[A run of records]
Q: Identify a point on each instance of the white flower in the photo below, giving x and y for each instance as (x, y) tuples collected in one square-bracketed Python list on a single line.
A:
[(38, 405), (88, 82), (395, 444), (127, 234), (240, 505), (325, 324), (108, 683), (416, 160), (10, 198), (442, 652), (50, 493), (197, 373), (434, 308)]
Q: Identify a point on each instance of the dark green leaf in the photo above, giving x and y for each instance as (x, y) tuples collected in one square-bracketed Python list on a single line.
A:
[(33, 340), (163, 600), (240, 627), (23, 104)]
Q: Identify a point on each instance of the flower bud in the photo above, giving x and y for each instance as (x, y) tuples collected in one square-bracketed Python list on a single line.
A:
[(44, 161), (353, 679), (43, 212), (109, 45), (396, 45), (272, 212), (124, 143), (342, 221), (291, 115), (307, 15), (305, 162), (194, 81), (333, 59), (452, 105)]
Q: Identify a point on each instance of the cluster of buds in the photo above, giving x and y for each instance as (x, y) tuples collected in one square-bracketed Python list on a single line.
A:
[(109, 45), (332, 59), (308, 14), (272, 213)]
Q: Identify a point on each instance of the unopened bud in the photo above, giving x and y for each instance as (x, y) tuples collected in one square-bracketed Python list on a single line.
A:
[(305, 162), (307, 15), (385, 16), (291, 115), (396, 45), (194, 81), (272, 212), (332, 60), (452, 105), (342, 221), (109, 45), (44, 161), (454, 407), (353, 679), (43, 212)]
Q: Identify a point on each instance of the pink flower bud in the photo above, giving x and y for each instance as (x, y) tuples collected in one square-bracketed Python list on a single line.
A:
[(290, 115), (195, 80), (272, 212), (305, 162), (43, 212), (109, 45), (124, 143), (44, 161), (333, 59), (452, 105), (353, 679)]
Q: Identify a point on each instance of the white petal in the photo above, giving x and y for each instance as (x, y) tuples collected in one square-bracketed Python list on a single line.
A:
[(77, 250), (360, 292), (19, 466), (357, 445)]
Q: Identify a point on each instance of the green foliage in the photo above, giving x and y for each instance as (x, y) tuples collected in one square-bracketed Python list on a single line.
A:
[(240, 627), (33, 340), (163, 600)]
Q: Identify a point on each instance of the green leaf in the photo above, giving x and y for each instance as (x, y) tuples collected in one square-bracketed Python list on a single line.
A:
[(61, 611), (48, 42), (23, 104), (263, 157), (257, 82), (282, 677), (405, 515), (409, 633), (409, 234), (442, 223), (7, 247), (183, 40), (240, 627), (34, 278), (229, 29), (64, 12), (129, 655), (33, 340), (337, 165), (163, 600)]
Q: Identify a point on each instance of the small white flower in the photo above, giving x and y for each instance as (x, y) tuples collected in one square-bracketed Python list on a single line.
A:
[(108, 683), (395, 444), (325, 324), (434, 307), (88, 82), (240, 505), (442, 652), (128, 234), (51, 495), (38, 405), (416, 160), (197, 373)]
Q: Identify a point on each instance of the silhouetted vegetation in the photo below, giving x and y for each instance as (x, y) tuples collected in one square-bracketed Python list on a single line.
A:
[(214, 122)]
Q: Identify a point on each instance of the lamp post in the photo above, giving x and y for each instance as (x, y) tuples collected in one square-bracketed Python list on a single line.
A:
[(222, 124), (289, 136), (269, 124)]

### JOB
Set down only these lines, exactly: the line containing "Q: Identify a point on each instance of the pink" and each line after it, through the end of the listing.

### CORRECT ANSWER
Q: Identify a point on each instance of the pink flower bud in the photo above, giving x and y for each instance as (x, y) tuples collected in one square-bracketed Python list on a single line.
A:
[(290, 115), (195, 80), (272, 212), (305, 162), (43, 212), (109, 45), (124, 143), (44, 161), (333, 59), (452, 105), (353, 679)]
Q: Identify a point on each instance of the white petal in the photo above, giving x and y for each instance as (x, y) tuples collected in one square-bracketed Python list on a single line.
A:
[(77, 250), (360, 292), (19, 466), (357, 445)]
Q: Identify a point on each instance of the green foliage in the photo above, giving x and y for each instance as (x, y) tuples collected in one square-bracketed Python list on a single line.
A:
[(240, 627), (33, 340), (163, 600)]
Q: Identify a point on each instance of the green leaf in the photo above, giving x and y for each instance as (x, y) tuples collected in one square-bracketed Python list on a single line.
A:
[(61, 611), (48, 42), (23, 104), (263, 157), (257, 82), (282, 677), (405, 515), (409, 633), (409, 234), (442, 223), (7, 247), (183, 40), (240, 627), (34, 278), (229, 29), (64, 12), (129, 655), (33, 340), (337, 165), (163, 600)]
Q: Identify a point on each instance of the small white flower in the photo above, giving x and y for each instance as (x, y) tuples collected in one square-bracketed Python list on a single line.
A:
[(108, 683), (395, 444), (325, 324), (434, 307), (88, 82), (240, 505), (442, 652), (128, 234), (51, 495), (38, 405), (416, 160), (197, 373)]
Q: Identify a point on each instance of the silhouetted vegetation in the photo below, giving x and y for each instance as (x, y) tuples collected in one square-bracketed Python list on a single line.
A:
[(214, 122)]
Q: Identify a point on each instance of the lamp post in the photo above, giving x and y for each instance as (x, y) tuples collected in one square-bracketed Python list on a single line.
A:
[(222, 124), (289, 136), (269, 124)]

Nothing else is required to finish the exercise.